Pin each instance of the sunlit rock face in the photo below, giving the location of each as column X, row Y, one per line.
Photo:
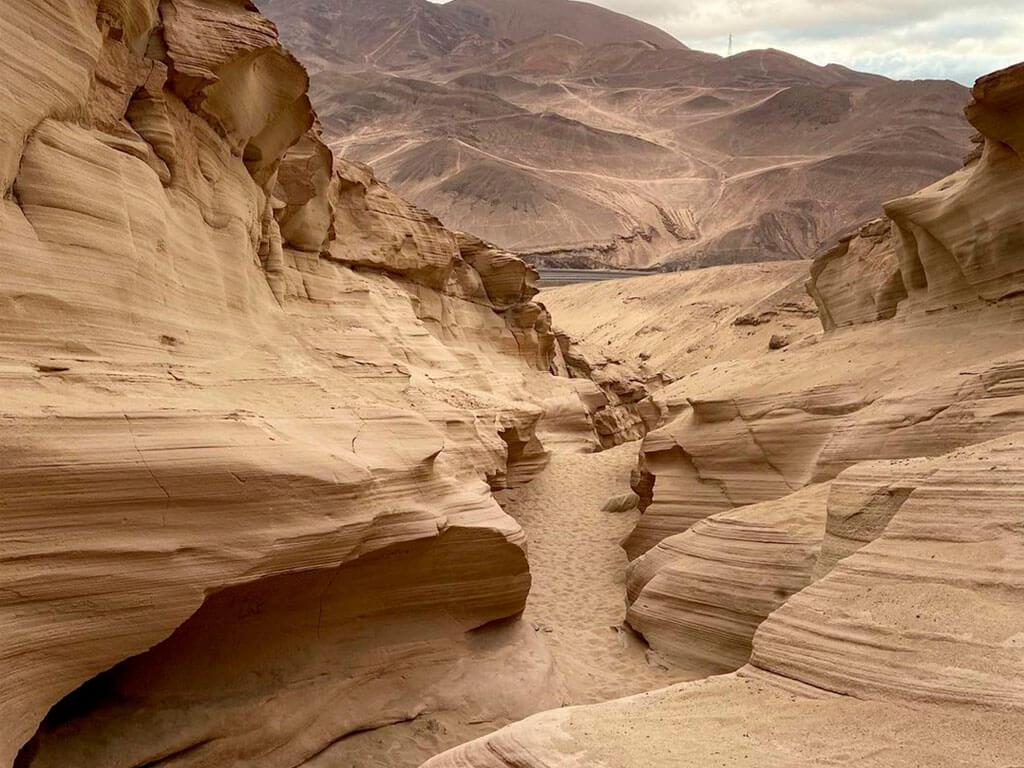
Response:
column 254, row 409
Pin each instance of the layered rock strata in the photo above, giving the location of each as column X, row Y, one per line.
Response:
column 254, row 408
column 894, row 448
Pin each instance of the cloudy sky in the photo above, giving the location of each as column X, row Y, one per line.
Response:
column 955, row 39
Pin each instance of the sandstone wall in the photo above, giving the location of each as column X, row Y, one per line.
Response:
column 254, row 408
column 908, row 368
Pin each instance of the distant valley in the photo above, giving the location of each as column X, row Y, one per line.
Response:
column 578, row 137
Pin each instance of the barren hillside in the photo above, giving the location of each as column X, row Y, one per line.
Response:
column 579, row 137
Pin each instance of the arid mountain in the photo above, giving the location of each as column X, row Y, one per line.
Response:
column 578, row 136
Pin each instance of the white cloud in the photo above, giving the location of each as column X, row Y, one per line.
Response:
column 954, row 39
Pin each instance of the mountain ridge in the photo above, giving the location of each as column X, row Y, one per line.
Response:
column 577, row 150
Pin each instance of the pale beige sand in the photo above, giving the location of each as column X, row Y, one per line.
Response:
column 577, row 606
column 578, row 596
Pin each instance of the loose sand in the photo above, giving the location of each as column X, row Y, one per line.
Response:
column 577, row 607
column 578, row 597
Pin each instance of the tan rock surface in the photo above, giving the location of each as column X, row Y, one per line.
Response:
column 254, row 409
column 580, row 137
column 681, row 323
column 898, row 441
column 905, row 654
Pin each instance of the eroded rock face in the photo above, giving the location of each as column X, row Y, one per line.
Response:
column 912, row 640
column 252, row 404
column 697, row 597
column 849, row 504
column 896, row 389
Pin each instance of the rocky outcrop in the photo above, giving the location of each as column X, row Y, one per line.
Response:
column 851, row 503
column 252, row 404
column 542, row 126
column 697, row 597
column 858, row 280
column 614, row 391
column 913, row 639
column 880, row 389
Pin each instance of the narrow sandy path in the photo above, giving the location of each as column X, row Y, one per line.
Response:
column 577, row 600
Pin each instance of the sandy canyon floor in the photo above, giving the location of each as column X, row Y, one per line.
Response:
column 576, row 605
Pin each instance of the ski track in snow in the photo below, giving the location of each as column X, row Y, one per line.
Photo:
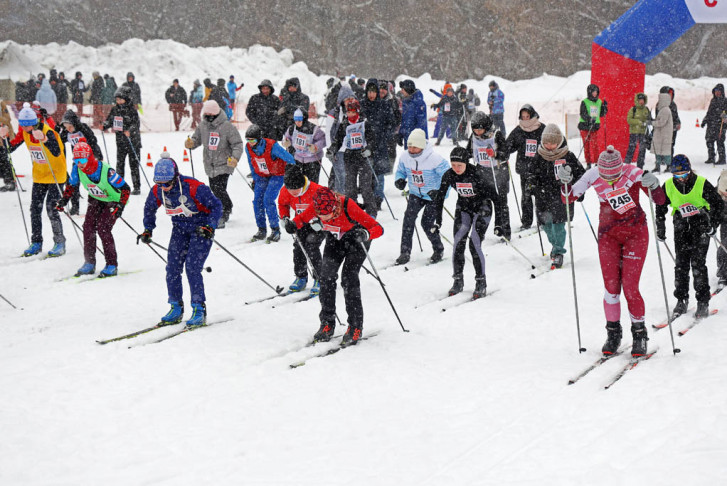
-*-
Requirements
Quote the items above word for word, from their first line through the line containing "column 577, row 150", with both ends included. Leave the pictures out of your answer.

Complete response
Pin each instance of the sunlit rock face in the photo below, giving the location of each as column X, row Y, one per line.
Photo:
Response:
column 254, row 409
Pin each instance of the layered rock strata in the photo above, giving the location of each as column X, row Y, one per line.
Response:
column 254, row 408
column 894, row 448
Pin each instance of the cloudy sky in the photo above, giving the location of each as column X, row Y, one per line.
Response:
column 955, row 39
Pin each instance of the sandstone wall in the photo above, giving the location of each as column X, row Y, one per line.
Response:
column 254, row 408
column 908, row 368
Pin each instance of the distant valley in the photo above, giving the location of each as column X, row Y, one per line.
Response:
column 578, row 137
Pin each instance of the barren hillside in the photo above, giving the location of each as column X, row Y, one per line.
Response:
column 579, row 137
Pin each instance of the arid mountain in the photo above, giving the location of each as column X, row Y, one per line.
Response:
column 578, row 136
Pin each instance of the white cloud in the photo above, giving the location of each as column X, row Y, one per line.
Response:
column 954, row 39
Pin each instance of the mountain ridge in the photo above, giving the location of each as column X, row Y, one per line.
Response:
column 577, row 150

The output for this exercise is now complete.